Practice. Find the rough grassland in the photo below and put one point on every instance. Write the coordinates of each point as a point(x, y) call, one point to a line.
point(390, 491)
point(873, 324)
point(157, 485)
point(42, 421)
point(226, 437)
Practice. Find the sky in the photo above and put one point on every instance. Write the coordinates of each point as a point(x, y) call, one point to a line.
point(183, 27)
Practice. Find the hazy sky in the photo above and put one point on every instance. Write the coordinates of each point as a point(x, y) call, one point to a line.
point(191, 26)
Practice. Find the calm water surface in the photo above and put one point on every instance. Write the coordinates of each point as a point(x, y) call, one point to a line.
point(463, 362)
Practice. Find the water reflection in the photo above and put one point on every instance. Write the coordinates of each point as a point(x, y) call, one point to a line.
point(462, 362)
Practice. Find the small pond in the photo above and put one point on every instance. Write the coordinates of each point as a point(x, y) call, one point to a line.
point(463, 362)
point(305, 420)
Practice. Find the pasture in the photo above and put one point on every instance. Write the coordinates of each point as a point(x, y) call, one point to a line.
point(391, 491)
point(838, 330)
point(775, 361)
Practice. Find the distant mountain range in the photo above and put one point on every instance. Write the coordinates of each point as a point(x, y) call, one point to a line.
---
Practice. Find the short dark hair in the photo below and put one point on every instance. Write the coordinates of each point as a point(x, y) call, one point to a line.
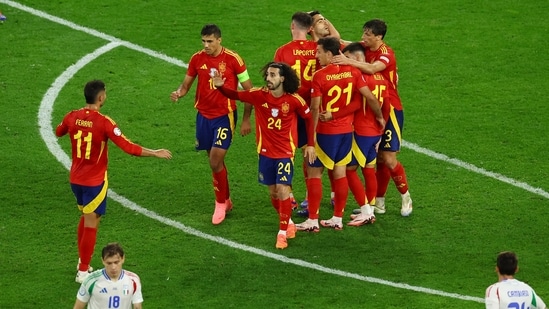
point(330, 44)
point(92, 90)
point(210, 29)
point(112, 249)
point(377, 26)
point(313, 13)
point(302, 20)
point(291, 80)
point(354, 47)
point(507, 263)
---
Given exercise: Reproduce the records from the line with "Practice. Find the sky" to the line with "point(191, 26)", both included, keeping each request unchanged and scaling every coordinate in the answers by 1.2, rounded to whole numbers with halves rounded up. Give only those lines.

The result:
Practice. Find the sky in the photo above and put one point on every instance. Write the coordinates of each point as a point(x, y) call, one point to a line.
point(220, 32)
Practice. Find the hazy sky in the photo above and put one point on every instance. Write the coordinates of each point as a point(x, y) call, one point to a line.
point(229, 31)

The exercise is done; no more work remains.